---------- Text

Lead free solder was born out of the need to offer a healthier and safer alternative.
Some of the many benefits of lead-free solder are the following:
- Higher tensile strength
- It is easily repairable
- It doesn’t have any negative environmental impact
- It can be compatible with most projects
- There isn’t the risk of getting lead poisoning
In what solder forms can lead-free alloys be produced?
Most lead-free alloys are available in all solder forms, including solder paste, cored wire solder, solid wire and solder bars.
Environmental benefits from using lead free solder
Another very important benefit of using lead free solder is that it does not harm the environment. When lead is used in many processes, it eventually finds its way into the water, soil, and even air. Leaded gasoline, in fact, had been responsible for air pollution in urban cities for decades before the introduction of unleaded fuel.
The metal also finds its way in lakes, rivers, and through surface runoff when it rains. Once the lead is in water bodies, it affects marine life and people living around these water forms.
Lead pipes also contaminate drinking water with high exposure, responsible for many brain and kidney problems, among other health problems.
Therefore, by switching to a lead free solder, you reduce all of the environmental and health risks that could occur with leaded solder. And, the good news is there are many lead-free solder products available that will work really well with your assembly, project or job.

--------------------

Exercises:
- 1) Reproduce word for word the portion of the passage on lead-free solder starting with "Some of the" and going on through "of unleaded fuel.".
- 2) Answer each question from the passage on lead-free solder.
(a) In which solder forms are most lead-free alloys available?
(b) What had been responsible for air pollution in urban cities for decades before unleaded fuel was introduced?
(c) Which health problems are lead pipes that contaminate drinking water said to cause?
- 3) Decide whether each statement agrees with the passage on lead-free solder, and support each decision with a quotation from it.
(a) Higher tensile strength is listed as a benefit of lead-free solder.
(b) Lead-free alloys can be produced in only one solder form.
(c) Lead in water bodies affects only marine life.

---------- Data rows

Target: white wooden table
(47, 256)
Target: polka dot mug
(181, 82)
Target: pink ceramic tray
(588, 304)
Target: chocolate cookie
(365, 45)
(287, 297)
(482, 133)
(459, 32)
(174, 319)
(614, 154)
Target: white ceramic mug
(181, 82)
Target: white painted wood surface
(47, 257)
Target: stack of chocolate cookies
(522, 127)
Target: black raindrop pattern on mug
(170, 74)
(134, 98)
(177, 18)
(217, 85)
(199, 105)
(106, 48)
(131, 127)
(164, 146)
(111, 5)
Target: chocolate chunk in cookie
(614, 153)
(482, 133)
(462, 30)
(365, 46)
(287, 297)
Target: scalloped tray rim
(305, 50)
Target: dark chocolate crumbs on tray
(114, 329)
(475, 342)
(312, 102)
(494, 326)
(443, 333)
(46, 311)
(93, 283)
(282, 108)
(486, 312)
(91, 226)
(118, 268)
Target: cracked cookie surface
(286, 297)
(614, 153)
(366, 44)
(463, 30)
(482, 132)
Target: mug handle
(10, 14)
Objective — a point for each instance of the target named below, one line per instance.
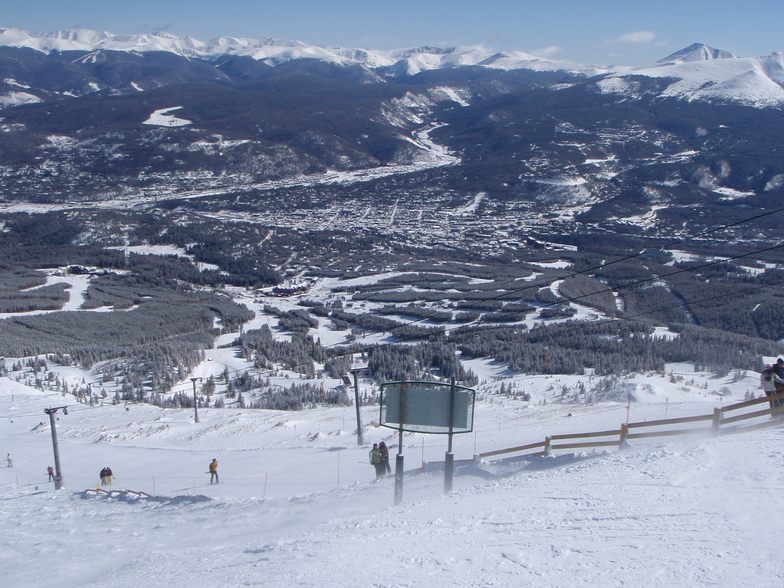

--------------------

Outputs in order:
- 1)
Some of the many benefits of lead-free solder are the following:
- Higher tensile strength
- It is easily repairable
- It doesn’t have any negative environmental impact
- It can be compatible with most projects
- There isn’t the risk of getting lead poisoning
In what solder forms can lead-free alloys be produced?
Most lead-free alloys are available in all solder forms, including solder paste, cored wire solder, solid wire and solder bars.
Environmental benefits from using lead free solder
Another very important benefit of using lead free solder is that it does not harm the environment. When lead is used in many processes, it eventually finds its way into the water, soil, and even air. Leaded gasoline, in fact, had been responsible for air pollution in urban cities for decades before the introduction of unleaded fuel.

- 2)
(a) Solder paste, cored wire solder, solid wire and solder bars.
(b) Leaded gasoline.
(c) Many brain and kidney problems, among other health problems.

- 3)
(a) Yes: "Higher tensile strength"
(b) No: "Most lead-free alloys are available in all solder forms, including solder paste, cored wire solder, solid wire and solder bars."
(c) No: "it affects marine life and people living around these water forms."